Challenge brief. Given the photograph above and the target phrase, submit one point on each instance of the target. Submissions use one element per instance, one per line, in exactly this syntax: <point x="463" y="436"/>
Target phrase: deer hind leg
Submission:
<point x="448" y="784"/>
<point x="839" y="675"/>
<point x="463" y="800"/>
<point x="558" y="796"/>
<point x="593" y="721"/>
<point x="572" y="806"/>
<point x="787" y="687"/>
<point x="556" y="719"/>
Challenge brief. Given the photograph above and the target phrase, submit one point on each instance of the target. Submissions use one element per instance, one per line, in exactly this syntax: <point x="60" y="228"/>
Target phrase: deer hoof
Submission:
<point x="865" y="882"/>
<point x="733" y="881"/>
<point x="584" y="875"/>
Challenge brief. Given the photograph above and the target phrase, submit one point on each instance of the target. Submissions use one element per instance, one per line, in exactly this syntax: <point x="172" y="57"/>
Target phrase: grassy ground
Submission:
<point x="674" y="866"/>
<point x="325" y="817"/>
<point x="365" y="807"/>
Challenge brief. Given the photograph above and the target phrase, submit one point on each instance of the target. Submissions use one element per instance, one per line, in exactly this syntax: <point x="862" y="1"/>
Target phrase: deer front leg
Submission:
################
Kısa görev | Yukarıdaki satırların tamamını, her satır ayrı bir dize olacak şekilde bir JSON listesi olarak yaz. Boş satırları listeye alma.

Görevin yanıtı |
[
  "Challenge brief. Given the photograph above and the target phrase, submit one point on each instance of the target. Submissions use one element per instance, one per line, in exactly this syntax: <point x=\"463\" y=\"436\"/>",
  "Target phrase: deer hind leg",
  "Submission:",
  "<point x=\"448\" y=\"784\"/>",
  "<point x=\"839\" y=\"675\"/>",
  "<point x=\"463\" y=\"800\"/>",
  "<point x=\"558\" y=\"796\"/>",
  "<point x=\"593\" y=\"721\"/>",
  "<point x=\"572\" y=\"806\"/>",
  "<point x=\"787\" y=\"687\"/>",
  "<point x=\"556\" y=\"719\"/>",
  "Challenge brief. Given the photograph above and the target phrase, submit one point on each instance of the target. Submissions use one element per instance, one per line, in exactly this syntax: <point x=\"60\" y=\"228\"/>",
  "Target phrase: deer hoof",
  "Submission:",
  "<point x=\"865\" y=\"882\"/>",
  "<point x=\"733\" y=\"881\"/>",
  "<point x=\"584\" y=\"875\"/>",
  "Challenge brief. Given the photograph above and the target phrase, submit one point on each instance of the target. Submissions use one element per instance, one per line, in exactly this syntax: <point x=\"172\" y=\"57\"/>",
  "Target phrase: grassy ground",
  "Submission:",
  "<point x=\"674\" y=\"866\"/>",
  "<point x=\"325\" y=\"817\"/>",
  "<point x=\"365\" y=\"807\"/>",
  "Challenge brief. Given the photograph above and the target phrase, submit one point on each instance of the target. Submissions use one element per instance, one per line, in exactly this syntax: <point x=\"862\" y=\"1\"/>",
  "Target phrase: deer front leg",
  "Submission:"
]